Source passage:
You are viewing a plain text version of this content. The canonical link for it is here.
Posted to commits@airflow.apache.org by ep...@apache.org on 2023/03/07 20:52:40 UTC

[airflow] branch v2-5-test updated: Fix on_failure_callback when task receives a SIGTERM (#29743)

This is an automated email from the ASF dual-hosted git repository.

ephraimanierobi pushed a commit to branch v2-5-test
in repository https://gitbox.apache.org/repos/asf/airflow.git


The following commit(s) were added to refs/heads/v2-5-test by this push:
     new 0a6cc4c4d3 Fix on_failure_callback when task receives a SIGTERM (#29743)
0a6cc4c4d3 is described below

commit 0a6cc4c4d397a966552b1e33213db4ca505f581b
Author: Ephraim Anierobi <sp...@gmail.com>
AuthorDate: Sat Feb 25 00:08:32 2023 +0100

    Fix on_failure_callback when task receives a SIGTERM (#29743)
    
    This fixes on_failure_callback when task receives a SIGTERM by
    raising a different exception in the handler and catching the
    exception during task execution so we can directly run the failure
    callback.
    
    (cherry picked from commit 671b88eb3423e86bb331eaf7829659080cbd184e)
---
 airflow/exceptions.py             |  6 ++++++
 airflow/models/taskinstance.py    | 17 +++++++++++------
 tests/models/test_taskinstance.py | 22 ++++++++++++++++++++++
 3 files changed, 39 insertions(+), 6 deletions(-)

Supplied material:
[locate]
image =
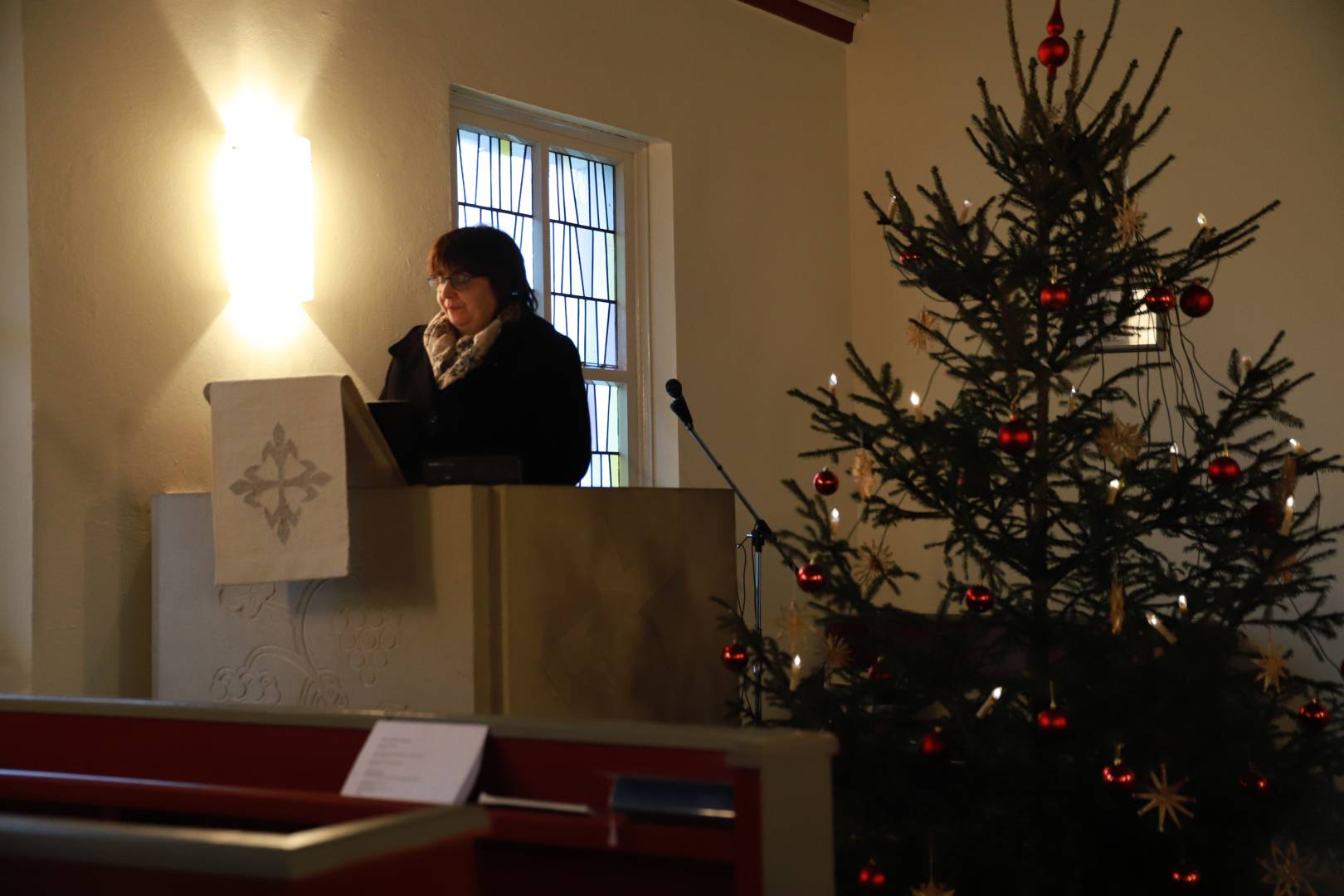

Set problem A:
List every file path that the Airflow commit email reports as changed by this commit.
Set problem B:
Carry on the Airflow commit email about the SIGTERM fix, starting after its last line.

Task result A:
airflow/exceptions.py
airflow/models/taskinstance.py
tests/models/test_taskinstance.py

Task result B:
diff --git a/airflow/exceptions.py b/airflow/exceptions.py
index 4bf946fd8e..e6ef9bd4e1 100644
--- a/airflow/exceptions.py
+++ b/airflow/exceptions.py
@@ -29,6 +29,12 @@ if TYPE_CHECKING:
     from airflow.models import DagRun
 
 
+class AirflowTermSignal(Exception):
+    """Raise when we receive a TERM signal"""
+
+    status_code = HTTPStatus.INTERNAL_SERVER_ERROR
+
+
 class AirflowException(Exception):
     """
     Base class for all Airflow's errors.
diff --git a/airflow/models/taskinstance.py b/airflow/models/taskinstance.py
index 1eb778df55..ad8d7b614b 100644
--- a/airflow/models/taskinstance.py
+++ b/airflow/models/taskinstance.py
@@ -75,6 +75,7 @@ from airflow.exceptions import (
     AirflowSensorTimeout,
     AirflowSkipException,
     AirflowTaskTimeout,
+    AirflowTermSignal,
     DagRunNotFound,
     RemovedInAirflow3Warning,
     TaskDeferralError,
@@ -1471,8 +1472,7 @@ class TaskInstance(Base, LoggingMixin):
                 os._exit(1)
                 return
             self.log.error("Received SIGTERM. Terminating subprocesses.")
-            self.task.on_kill()
-            raise AirflowException("Task received SIGTERM signal")
+            raise AirflowTermSignal("Task received SIGTERM signal")
 
         signal.signal(signal.SIGTERM, signal_handler)
 
@@ -1511,10 +1511,15 @@ class TaskInstance(Base, LoggingMixin):
 
             # Execute the task
             with set_current_context(context):
-                result = self._execute_task(context, task_orig)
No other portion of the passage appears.